### TESTO ESTRATTO:
════════════════

Poi si racconta che l’eroe incontra la principessa
o che l’eroina incontra il principe, ma subentrano
complicazioni che ritardano il momento in cui i due potranno
riunirsi. La storia finisce con il trionfo del protagonista
che supera tutte le difficoltà e le avversità
e “conquista la principessa e metà del reame”.
Molte fiabe sovrannaturali mettono in scena dei troll
o hanno per motivo delle metamorfosi. Questi temi, che sono
spesso l’oggetto di canti popolari, sono molto popolari
nella tradizione norvegese. Le storie dei troll riprendono
frequentemente il tema del ragazzo che vince la lotta contro
l’impostore “Ridder Rød” (il Cavaliere
Rosso), uccide il troll e conquista la principessa e metà
del reame.
Le fiabe delle metamorfosi raccontano di uomini che vengono
trasformati in animali o in altre creature. “Østenfor
sol og vestenfor måne” (Ad est del sole e ad
ovest della luna) è tra le più conosciute.
Questa fiaba ed altre storie simili hanno origini che si
ricollegano ai miti greci di Amore e Psiche.
Tra le fiabe il cui tema principale è la realizzazione
di un compito difficile, ne troviamo solo una famosa nella
tradizione norvegese: è la fiaba “Mandattera
og Kjerringdattera” (la figlia del marito e la figlia
della moglie). Tra le fiabe su avvenimenti magici, i racconti
come “Bord dekk deg” (Che la tavola si apparecchi)
e la fiaba “Kvernen som står og maler på
havets bunn” (il macinino che macina sul fondo del
mare), sono le più conosciute tra le fiabe popolari
norvegesi:
Le fiabe scherzose rappresentano il terzo grande gruppo
di fiabe. Dal punto di vista generale gli elementi sovrannaturali
sono meno frequenti in questo tipo di fiaba rispetto alle
altre. In compenso da nessuna altra parte si trova un ricorrere
di trovate stravaganti e bizzarre come in fiabe tipo “Gudbrand
i Lia” (Gudbrand sulla collina) oppure “Kjerringa
mot strømmen” (la moglie contro-corrente).

════════════════

(Voci del dataset)

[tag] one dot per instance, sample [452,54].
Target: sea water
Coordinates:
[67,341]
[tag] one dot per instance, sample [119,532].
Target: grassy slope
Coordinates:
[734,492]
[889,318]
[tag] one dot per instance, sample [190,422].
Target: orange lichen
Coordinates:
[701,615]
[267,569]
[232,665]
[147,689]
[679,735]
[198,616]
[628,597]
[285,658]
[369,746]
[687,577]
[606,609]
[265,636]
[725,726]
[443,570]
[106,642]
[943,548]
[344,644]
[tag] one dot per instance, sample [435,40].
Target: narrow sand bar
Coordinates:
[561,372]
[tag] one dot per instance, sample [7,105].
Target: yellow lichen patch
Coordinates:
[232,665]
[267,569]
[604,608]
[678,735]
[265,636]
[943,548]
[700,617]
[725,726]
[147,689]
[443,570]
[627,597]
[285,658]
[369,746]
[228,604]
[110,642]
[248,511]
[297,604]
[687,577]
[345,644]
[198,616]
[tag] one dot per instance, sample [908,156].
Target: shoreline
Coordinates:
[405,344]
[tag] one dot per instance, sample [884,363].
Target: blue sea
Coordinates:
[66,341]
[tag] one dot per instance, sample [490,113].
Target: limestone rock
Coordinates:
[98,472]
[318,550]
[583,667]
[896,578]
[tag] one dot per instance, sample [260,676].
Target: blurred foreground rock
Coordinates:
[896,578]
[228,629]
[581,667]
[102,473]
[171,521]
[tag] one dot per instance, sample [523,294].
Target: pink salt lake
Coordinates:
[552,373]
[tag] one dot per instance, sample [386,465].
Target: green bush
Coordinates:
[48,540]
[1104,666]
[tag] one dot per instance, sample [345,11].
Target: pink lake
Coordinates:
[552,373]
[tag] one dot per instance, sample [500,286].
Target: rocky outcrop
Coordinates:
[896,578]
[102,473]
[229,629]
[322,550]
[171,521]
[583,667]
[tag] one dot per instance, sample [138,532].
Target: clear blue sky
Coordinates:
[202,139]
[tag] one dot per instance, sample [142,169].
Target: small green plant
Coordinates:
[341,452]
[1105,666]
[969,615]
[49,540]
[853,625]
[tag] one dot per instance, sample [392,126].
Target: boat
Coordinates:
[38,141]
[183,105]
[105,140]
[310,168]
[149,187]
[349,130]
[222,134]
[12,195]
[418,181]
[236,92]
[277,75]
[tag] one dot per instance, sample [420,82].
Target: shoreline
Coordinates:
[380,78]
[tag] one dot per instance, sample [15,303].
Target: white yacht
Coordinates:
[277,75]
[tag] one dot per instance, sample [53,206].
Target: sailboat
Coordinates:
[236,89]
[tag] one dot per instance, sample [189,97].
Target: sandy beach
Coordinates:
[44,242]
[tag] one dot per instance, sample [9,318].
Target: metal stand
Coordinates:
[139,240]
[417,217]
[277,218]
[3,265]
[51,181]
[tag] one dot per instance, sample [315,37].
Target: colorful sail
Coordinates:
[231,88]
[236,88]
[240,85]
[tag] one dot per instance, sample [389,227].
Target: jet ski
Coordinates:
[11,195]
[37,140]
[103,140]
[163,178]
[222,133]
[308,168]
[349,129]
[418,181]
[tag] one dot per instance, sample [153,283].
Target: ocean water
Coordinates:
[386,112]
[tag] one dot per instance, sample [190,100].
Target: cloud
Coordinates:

════════════════

### CONSEGNE:
1) Secondo il testo sulle fiabe norvegesi, a quali miti greci si ricollegano le origini di "Østenfor sol og vestenfor måne"?
2) Trascrivi fedelmente il testo sulle fiabe norvegesi da "Le fiabe delle" fino a "le più conosciute." compreso.
3) Prosegui il testo sulle fiabe popolari norvegesi dopo la sua ultima frase.

### RISPOSTE PER CONSEGNA:
1) Ai miti greci di Amore e Psiche.

2)
Le fiabe delle metamorfosi raccontano di uomini che vengono
trasformati in animali o in altre creature. “Østenfor
sol og vestenfor måne” (Ad est del sole e ad
ovest della luna) è tra le più conosciute.

3)
Le tracce più antiche delle fiabe norvegesi
La grande diffusione delle fiabe nel mondo intero prova
che la tradizione orale resa immortale dalla scrittura è
una delle più antiche forme di espressione letteraria.
La parola ævintyr la ritroviamo in norvegese antico
già nel 12esimo secolo, presa in prestito dalla parola
latina adventura, che significa avvenimento, evento portentoso.
“Seie soger” significa raccontare fiabe. Nella
letteratura norvegese antica si trovano numerosi tratti
e temi che ricordano le favole.
Nel prologo alla saga “Olav Trygvasson” scritta
da Odd Snorresøn, si legge che “è meglio
ascoltare le saghe che non le storie della matrigna, come
quelle che i pastorelli hanno l’abitudine di raccontare.
In queste fiabe non si riesce a distinguere ciò che
è vero da ciò che non lo è, e spesso
la figura del re ne esce piuttosto male.”
Un chiaro segno che lefiabe oppure quei racconti che assomigliano
alle fiabe sulle matrigne cattive, esistessero già
all’epoca quando furono scritte le saghe, lo ritroviamo
anche nella saga di Re Sverre. Nel settimo capitolo ci viene
raccontato quanto segue sul viaggio del re a Värmland:
“Nel corso del viaggio il re dovette sopportare molte
difficoltà; la situazione assomigliava molto ai racconti
delle antiche saghe sui rapporti dei figli del re con le
matrigne cattive”.
In Norvegia le fiabe, anche se antiche, non vennero mai
messe per iscritto prima del secolo scorso, in quanto rappresentavano
un genere letterario non troppo gradito ai letterati delle
epoche precedenti. Lo stesso Ludvig Holberg, il grande scrittore
del XVIII secolo, riteneva che le fiabe fossero di un livello
così puerile che non dovevano uscire dalle pareti
delle stanze dei bambini. Le considerava senza valore e
secondo lui avrebbero dovuto essere proibite. Un cambiamento
di questa opinione avviene con l’influenza del romanticismo
tedesco. I romantici consideravano la letteratura popolare
come l’espressione più chiara e migliore dell’animo
popolare.
I primi ad accorgersi che le fiabe non solo avevano un
significato nazionale ed artistico, ma che potevano anche
avere valore scientifico, furono i due etnologi tedeschi
Jacob e Wilhelm Grimm. L’esigenza di fedeltà
alla tradizione popolare ha rappresentato il filo conduttore
dell’opera dei fratelli Grimm quando si misero a raccogliere
le fiabe tedesche per pubblicarle. I due primi collezionisti
di fiabe norvegesi, Peter Christen Asbjørnsen e Jørgen
Moen, hanno seguito lo spirito dei fratelli Grimm.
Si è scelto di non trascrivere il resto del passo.